Passage shown:
If you genuinely want to lose weight and keep it off, consider speaking to a registered dietitian who understands Indian food patterns. A personalised plan costs less time and frustration than cycling through GM diets twice a year.


FAQs

How much weight can I lose in 7 days on the GM diet?

Most people lose 3 to 5 kg in one week. Of this, roughly 1 to 1.5 kg is actual fat loss from the calorie deficit. The remaining 1.5 to 3.5 kg is water weight from reduced carbohydrate and sodium intake. That water weight returns within 3 to 5 days of resuming normal eating. So the "real" weight loss from one GM diet cycle is typically under 1.5 kg.

Can I do the GM diet during my period?

It is better to avoid it. The calorie deficit and low iron intake during Days 1 to 3 can worsen fatigue, cramps, and mood changes that already come with menstruation. If your period arrives mid-week, increase your fruit and vegetable intake slightly, stay well-hydrated, and consider adding a small serving of sprouts or curd to manage energy levels. Wait for the next cycle to start the diet if possible.

Is the GM diet safe for people with diabetes?

No. Day 1 (all fruit), Day 4 (6 bananas), and Day 7 (fruit juice) can cause significant blood sugar spikes in people with type 2 diabetes or prediabetes. The GM diet is not suitable for anyone on diabetes medication or insulin. If you have diabetes and want to lose weight, a structured Indian diabetic diet plan is far safer and more effective.

Can I exercise during the GM diet?

Data below:

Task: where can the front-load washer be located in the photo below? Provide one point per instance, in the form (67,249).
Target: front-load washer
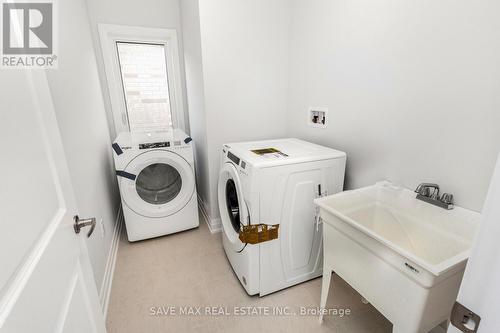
(156,178)
(275,182)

Aim of the task:
Continue the GM diet FAQ from its last line, answering whether you can exercise during the diet in the same style as the answers above it.

Response for this exercise:
Light activity like walking is fine. Avoid intense gym sessions or strength training, especially on Days 1, 2, and 3, when protein and total calories are very low. Training hard on inadequate fuel increases muscle breakdown and makes you feel terrible. If you must exercise, Day 6 (protein and vegetables) is the safest day for a moderate workout.

Can I have chai or coffee on the GM diet?

Black coffee or black tea without sugar or milk is technically allowed on most versions. If you normally have 2 to 3 cups of milk tea with sugar per day, going cold turkey can cause a caffeine withdrawal headache on Day 1. A small cup of weak black tea with a pinch of ginger is a reasonable compromise. Avoid adding milk or sugar.

Why am I not losing weight on the GM diet?

The most common reasons are: eating too many high-sugar fruits (mango, chikoo, grapes) in large quantities on Day 1; using too much oil on Days 5 and 6; drinking very little water (dehydration slows weight loss); and underestimating portion sizes. Also, if you have thyroid issues or are on medications that affect weight, the expected loss may not occur. In that case, a standard low-calorie Indian diet chart monitored by a dietitian is more appropriate.